----- Document text

Recording in your church setting is a problem that has most likely been solved. You may already have been recording the service. In a lot of ways, you have a lot going for you. Just think — the equipment and acoustic environment are identical each week, the talent is prepared (sometimes :), there is only one take, sometimes you have two or more takes to choose from, the content is important and meaningful… its a podcaster's dream! Here are a few things to think about:
Inevitably, one will fail. You will be there with a second recording to save the day! Recommended recording options: a CD Recorder, a computer running Audacity, a portable MP3 player, a hacked iPod running Linux (just kidding, but we'd love to know if you did it).
Recording straight to a computer will reduce your production time. You could post the sermon before people made it to their cars.
Our user agreement (you did read it, right? :) states that you will not post any song that you do not own full rights to distribute online. Basically, for legal reasons, we are sidestepping that issue. Also, leave or edit out movie clips, songs that are under copyright, burps and sneezes. No… leave in the burps for comic relief. In fact, maybe we will keep a repository of funny sound bites. :)
Check audio levels and (semi)permanently mark those knobs and sliders. You can get fancy and use software to do audio heroics, but its so much better if its a clean, healthy signal the first time. Do a full dry run and watch those levels.

----------
----- Given records

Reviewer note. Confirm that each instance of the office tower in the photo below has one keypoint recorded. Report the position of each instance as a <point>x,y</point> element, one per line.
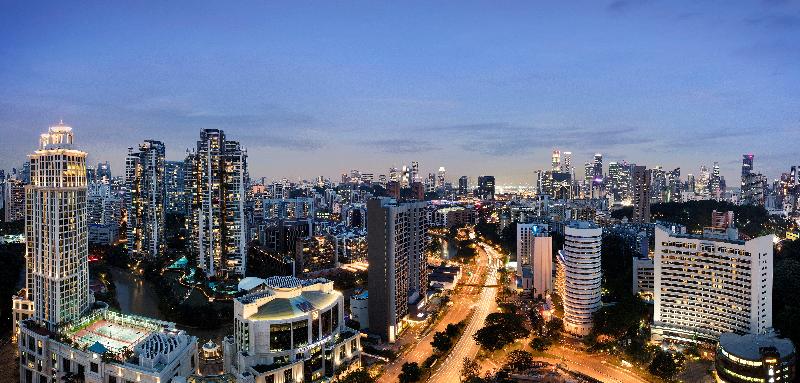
<point>486,187</point>
<point>144,200</point>
<point>566,162</point>
<point>721,219</point>
<point>174,179</point>
<point>535,258</point>
<point>103,172</point>
<point>556,161</point>
<point>216,180</point>
<point>747,167</point>
<point>619,181</point>
<point>641,195</point>
<point>104,210</point>
<point>579,275</point>
<point>69,336</point>
<point>597,168</point>
<point>463,185</point>
<point>714,183</point>
<point>691,183</point>
<point>14,200</point>
<point>56,229</point>
<point>397,275</point>
<point>673,189</point>
<point>710,284</point>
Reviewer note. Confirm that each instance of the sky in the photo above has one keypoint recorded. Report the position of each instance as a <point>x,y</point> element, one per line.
<point>486,87</point>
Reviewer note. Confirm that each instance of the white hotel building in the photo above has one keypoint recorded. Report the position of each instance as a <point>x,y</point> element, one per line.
<point>578,275</point>
<point>710,284</point>
<point>63,335</point>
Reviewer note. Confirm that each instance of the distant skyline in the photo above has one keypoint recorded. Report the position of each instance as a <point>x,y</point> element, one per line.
<point>319,88</point>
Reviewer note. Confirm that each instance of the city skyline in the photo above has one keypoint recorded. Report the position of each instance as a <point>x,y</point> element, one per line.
<point>365,87</point>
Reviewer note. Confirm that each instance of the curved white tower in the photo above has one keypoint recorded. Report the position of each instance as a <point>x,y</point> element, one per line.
<point>579,275</point>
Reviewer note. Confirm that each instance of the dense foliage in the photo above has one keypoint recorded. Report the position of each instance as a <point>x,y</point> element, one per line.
<point>752,221</point>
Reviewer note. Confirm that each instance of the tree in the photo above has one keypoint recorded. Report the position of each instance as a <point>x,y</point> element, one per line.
<point>410,373</point>
<point>519,360</point>
<point>667,365</point>
<point>358,376</point>
<point>470,369</point>
<point>441,341</point>
<point>540,344</point>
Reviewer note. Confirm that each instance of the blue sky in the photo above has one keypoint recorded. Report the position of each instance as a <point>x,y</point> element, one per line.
<point>318,88</point>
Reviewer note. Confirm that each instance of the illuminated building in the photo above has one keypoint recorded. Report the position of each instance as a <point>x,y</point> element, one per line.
<point>216,180</point>
<point>709,284</point>
<point>747,358</point>
<point>14,200</point>
<point>146,191</point>
<point>68,336</point>
<point>486,187</point>
<point>579,275</point>
<point>535,258</point>
<point>641,194</point>
<point>290,330</point>
<point>105,212</point>
<point>397,275</point>
<point>174,179</point>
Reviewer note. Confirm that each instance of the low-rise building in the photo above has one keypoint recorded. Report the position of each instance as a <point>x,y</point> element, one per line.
<point>754,358</point>
<point>290,330</point>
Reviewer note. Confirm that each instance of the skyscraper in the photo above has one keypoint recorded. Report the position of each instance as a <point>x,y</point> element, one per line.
<point>216,180</point>
<point>486,187</point>
<point>57,246</point>
<point>535,258</point>
<point>174,178</point>
<point>641,195</point>
<point>146,192</point>
<point>463,185</point>
<point>579,275</point>
<point>397,275</point>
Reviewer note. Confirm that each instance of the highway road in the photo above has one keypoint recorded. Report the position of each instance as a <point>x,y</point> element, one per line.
<point>449,370</point>
<point>464,301</point>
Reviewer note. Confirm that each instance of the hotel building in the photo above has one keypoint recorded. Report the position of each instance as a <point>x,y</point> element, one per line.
<point>579,275</point>
<point>398,272</point>
<point>216,182</point>
<point>144,199</point>
<point>67,336</point>
<point>709,284</point>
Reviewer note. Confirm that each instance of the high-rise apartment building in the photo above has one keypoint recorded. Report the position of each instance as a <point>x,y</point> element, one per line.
<point>14,200</point>
<point>579,275</point>
<point>397,275</point>
<point>463,185</point>
<point>144,199</point>
<point>216,183</point>
<point>104,209</point>
<point>64,334</point>
<point>710,284</point>
<point>535,258</point>
<point>486,187</point>
<point>641,194</point>
<point>56,229</point>
<point>175,184</point>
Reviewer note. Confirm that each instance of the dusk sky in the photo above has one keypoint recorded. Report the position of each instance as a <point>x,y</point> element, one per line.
<point>319,88</point>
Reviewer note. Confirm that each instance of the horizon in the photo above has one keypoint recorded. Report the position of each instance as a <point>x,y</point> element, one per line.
<point>320,89</point>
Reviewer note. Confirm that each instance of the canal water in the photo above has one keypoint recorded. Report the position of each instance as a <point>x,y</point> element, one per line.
<point>138,296</point>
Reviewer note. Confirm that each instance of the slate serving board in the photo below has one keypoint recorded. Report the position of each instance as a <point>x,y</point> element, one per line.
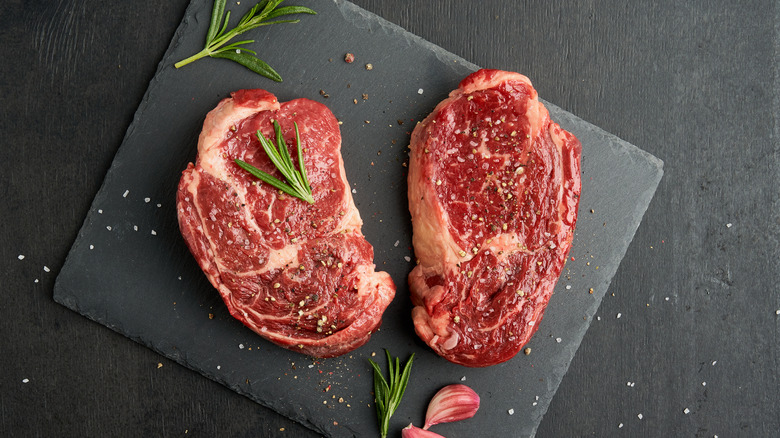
<point>129,269</point>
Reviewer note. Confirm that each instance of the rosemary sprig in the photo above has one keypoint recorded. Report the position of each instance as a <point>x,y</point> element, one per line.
<point>217,38</point>
<point>388,396</point>
<point>297,181</point>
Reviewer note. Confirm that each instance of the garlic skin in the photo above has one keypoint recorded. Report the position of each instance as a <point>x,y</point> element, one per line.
<point>412,431</point>
<point>451,403</point>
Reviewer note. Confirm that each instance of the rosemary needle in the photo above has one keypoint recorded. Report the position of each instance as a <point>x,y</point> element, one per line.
<point>217,38</point>
<point>387,396</point>
<point>297,181</point>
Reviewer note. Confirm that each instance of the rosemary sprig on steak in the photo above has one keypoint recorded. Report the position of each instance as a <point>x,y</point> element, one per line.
<point>217,39</point>
<point>388,396</point>
<point>297,182</point>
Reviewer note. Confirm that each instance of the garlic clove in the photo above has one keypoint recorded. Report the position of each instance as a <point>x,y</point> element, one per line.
<point>451,403</point>
<point>412,431</point>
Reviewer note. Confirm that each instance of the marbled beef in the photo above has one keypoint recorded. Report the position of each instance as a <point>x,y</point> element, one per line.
<point>494,187</point>
<point>300,275</point>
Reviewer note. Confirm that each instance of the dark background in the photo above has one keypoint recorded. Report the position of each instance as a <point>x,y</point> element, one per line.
<point>695,84</point>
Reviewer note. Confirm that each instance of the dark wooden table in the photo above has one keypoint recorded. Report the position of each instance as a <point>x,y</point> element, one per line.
<point>688,339</point>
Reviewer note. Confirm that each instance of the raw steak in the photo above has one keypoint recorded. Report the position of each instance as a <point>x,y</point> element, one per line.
<point>494,187</point>
<point>300,275</point>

----------

> Required actions
a - Please edit the part of the church recording text that opens with the words containing "Check audio levels" and closes with "watch those levels.", putting "rehearsal" in place of "dry run".
b - For each statement, say yes or no according to the church recording text and quote the words that decide it. (i) A CD recorder is among the recommended recording options. (ii) The user agreement permits posting any song online. (iii) Recording straight to a computer increases production time.

> Solutions below
a -
Check audio levels and (semi)permanently mark those knobs and sliders. You can get fancy and use software to do audio heroics, but its so much better if its a clean, healthy signal the first time. Do a full rehearsal and watch those levels.

b -
(i) Yes: "Recommended recording options: a CD Recorder"
(ii) No: "states that you will not post any song that you do not own full rights to distribute online"
(iii) No: "Recording straight to a computer will reduce your production time."